───── Material provided ─────

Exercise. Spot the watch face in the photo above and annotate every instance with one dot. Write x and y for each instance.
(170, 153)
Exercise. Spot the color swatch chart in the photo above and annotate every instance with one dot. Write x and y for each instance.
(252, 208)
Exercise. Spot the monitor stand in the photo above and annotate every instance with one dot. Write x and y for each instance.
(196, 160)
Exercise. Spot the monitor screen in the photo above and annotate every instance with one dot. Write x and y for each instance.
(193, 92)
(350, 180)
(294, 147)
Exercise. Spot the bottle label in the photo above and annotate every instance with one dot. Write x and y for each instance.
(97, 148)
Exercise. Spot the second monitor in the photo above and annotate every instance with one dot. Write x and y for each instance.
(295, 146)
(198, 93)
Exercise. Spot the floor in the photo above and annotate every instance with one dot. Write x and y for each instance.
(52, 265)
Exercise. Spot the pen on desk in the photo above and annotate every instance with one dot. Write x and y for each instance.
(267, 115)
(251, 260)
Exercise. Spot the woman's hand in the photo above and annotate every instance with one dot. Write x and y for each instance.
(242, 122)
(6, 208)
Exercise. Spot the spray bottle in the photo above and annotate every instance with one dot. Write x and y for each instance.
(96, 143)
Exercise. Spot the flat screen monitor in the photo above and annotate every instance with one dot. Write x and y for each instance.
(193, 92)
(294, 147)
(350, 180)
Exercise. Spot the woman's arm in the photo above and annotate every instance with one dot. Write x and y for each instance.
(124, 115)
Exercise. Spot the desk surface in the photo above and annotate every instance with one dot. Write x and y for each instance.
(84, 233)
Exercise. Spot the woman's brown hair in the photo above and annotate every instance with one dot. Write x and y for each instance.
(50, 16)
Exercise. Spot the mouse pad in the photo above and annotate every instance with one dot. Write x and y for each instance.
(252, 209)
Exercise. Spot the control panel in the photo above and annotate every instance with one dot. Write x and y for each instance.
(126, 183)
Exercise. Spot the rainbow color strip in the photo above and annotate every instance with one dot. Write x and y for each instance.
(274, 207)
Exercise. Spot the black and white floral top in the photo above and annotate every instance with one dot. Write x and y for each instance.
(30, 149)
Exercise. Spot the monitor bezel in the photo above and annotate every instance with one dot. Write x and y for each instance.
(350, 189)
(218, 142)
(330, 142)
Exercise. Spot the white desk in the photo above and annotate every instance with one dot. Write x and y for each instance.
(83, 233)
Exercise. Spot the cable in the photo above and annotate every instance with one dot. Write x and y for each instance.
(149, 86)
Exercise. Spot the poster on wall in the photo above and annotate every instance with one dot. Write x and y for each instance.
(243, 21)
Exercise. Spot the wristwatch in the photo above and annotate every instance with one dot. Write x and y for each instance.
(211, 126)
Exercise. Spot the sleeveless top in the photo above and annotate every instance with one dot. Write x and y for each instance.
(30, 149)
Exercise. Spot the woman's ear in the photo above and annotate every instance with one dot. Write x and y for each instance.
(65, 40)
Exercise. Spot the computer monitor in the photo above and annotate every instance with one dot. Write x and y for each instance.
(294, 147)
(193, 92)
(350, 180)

─────

▶ Instruction:
Return all of the rows above unchanged, line for line.

▶ Task result:
Exercise. Spot the watch face in the photo above and annotate every instance with one dot. Write x and y for each instance.
(170, 153)
Exercise. Spot the color swatch chart in the photo above and annotate every instance with one dot. Write x and y for each instance.
(252, 208)
Exercise. Spot the monitor stand in the photo above and annotate every instance with one dot. Write x and y for each instance.
(196, 160)
Exercise. Spot the monitor screen in the photo above and annotate every instance with one dot. Write x and y for each instance.
(193, 92)
(350, 180)
(294, 147)
Exercise. Spot the bottle label in the photo above and annotate every instance with one dot. Write x and y for each instance.
(97, 148)
Exercise. Spot the second monitor in the photo above and annotate every instance with one dot. Write x and y for each instance.
(295, 146)
(198, 93)
Exercise. Spot the floor in the photo above and annotate every instance with one dot. Write x and y for each instance.
(52, 265)
Exercise. Spot the pen on desk in the photo above and annotate every instance with one dot. Write x and y for each instance.
(267, 115)
(251, 260)
Exercise. Spot the woman's hand in the photo above and annotate every instance with one dot. Write x and y for each instance.
(242, 122)
(6, 208)
Exercise. Spot the spray bottle in the photo above and annotate every instance with one dot. Write x and y for each instance.
(96, 143)
Exercise. Spot the flat screen monitor in the photo above and annotate every instance with one dot. Write x and y for each instance.
(193, 92)
(294, 147)
(350, 180)
Exercise. Spot the woman's arm in the photo above and annotate every instance with one dot. Write x and y for each instance.
(124, 115)
Exercise. Spot the desk surface in the photo above and annotate every instance with one dot. Write x and y for each instance.
(84, 233)
Exercise. Spot the woman's brown hair in the photo above and annotate every instance with one dot. Write x and y for each instance.
(50, 16)
Exercise. Spot the mouse pad in the photo above and annotate every instance with one dot. Write x and y for each instance.
(252, 209)
Exercise. Spot the control panel in the photo above and annotate every instance with one dot. Write x and y for each instance.
(126, 183)
Exercise. Spot the rainbow color strip in the photo above and annotate every instance with one dot. Write x and y for each instance.
(274, 207)
Exercise. Spot the black and white floral top in the photo above and annotate every instance with one dot. Write x and y for each instance.
(30, 149)
Exercise. Spot the monitor bezel in the photo above and annotate every instance with one dot. Write x and y for each instance.
(350, 189)
(218, 142)
(330, 142)
Exercise. Spot the white desk in the photo above and annotate every instance with one dot. Write x and y for each instance.
(83, 233)
Exercise. Spot the cable in the photo above and annotate every instance with one dot. Write x and y for each instance.
(149, 86)
Exercise. Spot the poster on wall in the photo above and annotate every instance with one dot. Write x and y for each instance.
(243, 21)
Exercise. Spot the wristwatch in the photo above and annotate every instance with one dot. Write x and y for each instance.
(211, 126)
Exercise. Spot the sleeveless top in the photo above and annotate every instance with one dot. Write x and y for each instance.
(30, 149)
Exercise. Spot the woman's ear in the photo above and annotate every instance with one dot. Write x and y for each instance.
(65, 40)
Exercise. Spot the computer monitor in the photo above and annotate every instance with one dot. Write x and y for each instance.
(294, 147)
(193, 92)
(350, 180)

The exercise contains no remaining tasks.